§ Lesetext
◇ ◇ ◇ ◇

# Protektorenjacke für Frauen



## Blenni (27. Februar 2016)

Ich schreibe mal die Erfahrungen bei der Suche nach einer Protektorenjacke für meine Frau. Sie ist 160cm groß somit ist es nicht ganz so leicht ein passendes Jacket zu finden da die ja hauptsächlich für Männer geschnitten sind. Frauen sind nunmal schmaler in der Schulter und kürzer im Rücken, die Brust macht das Problem dann perfekt.
Das erste Jacket welches sie nun seit drei Jahren trägt ist ein ixs Assault in Gr. XS. Mittlerweile sind die Verstellbänder an den Armen ausgeleiert und nach einer Abfahrt schlabbern die so rum ohne Nutzen. Der Rücken war ganz OK und nur manchmal stößt der Helm an den Rückenschutz an.

◇ ◇ ◇ ◇

§ Angezeigte Daten
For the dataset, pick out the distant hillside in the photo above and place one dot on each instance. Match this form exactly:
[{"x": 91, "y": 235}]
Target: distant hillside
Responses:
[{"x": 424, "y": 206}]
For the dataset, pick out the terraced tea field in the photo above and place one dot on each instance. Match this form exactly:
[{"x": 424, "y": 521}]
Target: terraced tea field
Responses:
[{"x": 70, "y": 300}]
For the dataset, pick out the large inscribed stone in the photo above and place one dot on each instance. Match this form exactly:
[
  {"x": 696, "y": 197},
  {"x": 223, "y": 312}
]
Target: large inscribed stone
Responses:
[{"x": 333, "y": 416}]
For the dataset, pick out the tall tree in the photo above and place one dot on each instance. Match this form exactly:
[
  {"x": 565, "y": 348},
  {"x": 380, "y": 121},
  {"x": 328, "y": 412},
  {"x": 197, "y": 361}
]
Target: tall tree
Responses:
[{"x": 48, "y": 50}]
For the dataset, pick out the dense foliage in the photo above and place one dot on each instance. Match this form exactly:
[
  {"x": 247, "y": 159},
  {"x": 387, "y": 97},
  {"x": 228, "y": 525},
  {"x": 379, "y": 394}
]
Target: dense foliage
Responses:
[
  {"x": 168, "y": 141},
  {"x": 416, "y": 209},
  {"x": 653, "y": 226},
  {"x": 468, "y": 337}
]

◇ ◇ ◇ ◇

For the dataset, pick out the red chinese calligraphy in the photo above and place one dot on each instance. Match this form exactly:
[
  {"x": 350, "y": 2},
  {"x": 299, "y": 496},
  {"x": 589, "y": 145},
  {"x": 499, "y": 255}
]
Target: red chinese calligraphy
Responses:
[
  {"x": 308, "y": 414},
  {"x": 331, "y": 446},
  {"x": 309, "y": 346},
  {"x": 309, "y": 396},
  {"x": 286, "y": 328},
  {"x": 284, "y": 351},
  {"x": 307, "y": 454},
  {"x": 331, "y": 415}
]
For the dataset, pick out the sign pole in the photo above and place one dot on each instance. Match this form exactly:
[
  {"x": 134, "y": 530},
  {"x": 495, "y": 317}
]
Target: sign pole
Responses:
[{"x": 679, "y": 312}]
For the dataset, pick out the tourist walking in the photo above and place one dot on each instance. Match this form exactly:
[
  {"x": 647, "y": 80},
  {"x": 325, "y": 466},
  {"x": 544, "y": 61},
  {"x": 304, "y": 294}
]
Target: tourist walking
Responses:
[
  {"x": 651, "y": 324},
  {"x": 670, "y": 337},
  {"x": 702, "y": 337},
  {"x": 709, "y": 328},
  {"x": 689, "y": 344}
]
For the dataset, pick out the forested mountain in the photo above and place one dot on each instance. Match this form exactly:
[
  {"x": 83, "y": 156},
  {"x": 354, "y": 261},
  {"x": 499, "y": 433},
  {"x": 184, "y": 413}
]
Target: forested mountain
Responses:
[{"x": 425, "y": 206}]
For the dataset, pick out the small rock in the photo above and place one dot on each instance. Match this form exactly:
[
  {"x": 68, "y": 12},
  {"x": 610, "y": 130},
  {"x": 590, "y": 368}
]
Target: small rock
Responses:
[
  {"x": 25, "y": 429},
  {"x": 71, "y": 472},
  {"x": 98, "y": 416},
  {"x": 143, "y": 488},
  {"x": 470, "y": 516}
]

◇ ◇ ◇ ◇

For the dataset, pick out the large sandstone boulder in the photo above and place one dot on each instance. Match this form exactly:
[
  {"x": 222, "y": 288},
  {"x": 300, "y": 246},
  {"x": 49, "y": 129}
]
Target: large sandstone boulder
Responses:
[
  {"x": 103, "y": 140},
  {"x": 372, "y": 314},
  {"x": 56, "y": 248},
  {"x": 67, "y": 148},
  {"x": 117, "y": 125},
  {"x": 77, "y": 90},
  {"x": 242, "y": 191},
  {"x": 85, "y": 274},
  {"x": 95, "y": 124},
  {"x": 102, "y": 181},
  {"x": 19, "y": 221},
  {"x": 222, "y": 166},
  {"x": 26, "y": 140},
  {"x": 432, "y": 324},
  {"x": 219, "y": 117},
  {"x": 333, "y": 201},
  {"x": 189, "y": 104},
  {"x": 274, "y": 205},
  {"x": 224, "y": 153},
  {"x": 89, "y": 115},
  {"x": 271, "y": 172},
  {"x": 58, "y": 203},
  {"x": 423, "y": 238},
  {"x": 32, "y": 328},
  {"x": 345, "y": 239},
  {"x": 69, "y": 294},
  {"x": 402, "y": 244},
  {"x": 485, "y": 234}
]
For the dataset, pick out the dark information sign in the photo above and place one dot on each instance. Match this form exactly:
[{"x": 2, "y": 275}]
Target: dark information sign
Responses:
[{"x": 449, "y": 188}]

◇ ◇ ◇ ◇

§ Aufgabenstellung
Zitieren Sie den Abschnitt aus dem Lesetext über die Protektorenjacke. Er beginnt bei den Worten „# Protektorenjacke für“ und endet nach „Problem dann perfekt.“.

§ Lösung
# Protektorenjacke für Frauen



## Blenni (27. Februar 2016)

Ich schreibe mal die Erfahrungen bei der Suche nach einer Protektorenjacke für meine Frau. Sie ist 160cm groß somit ist es nicht ganz so leicht ein passendes Jacket zu finden da die ja hauptsächlich für Männer geschnitten sind. Frauen sind nunmal schmaler in der Schulter und kürzer im Rücken, die Brust macht das Problem dann perfekt.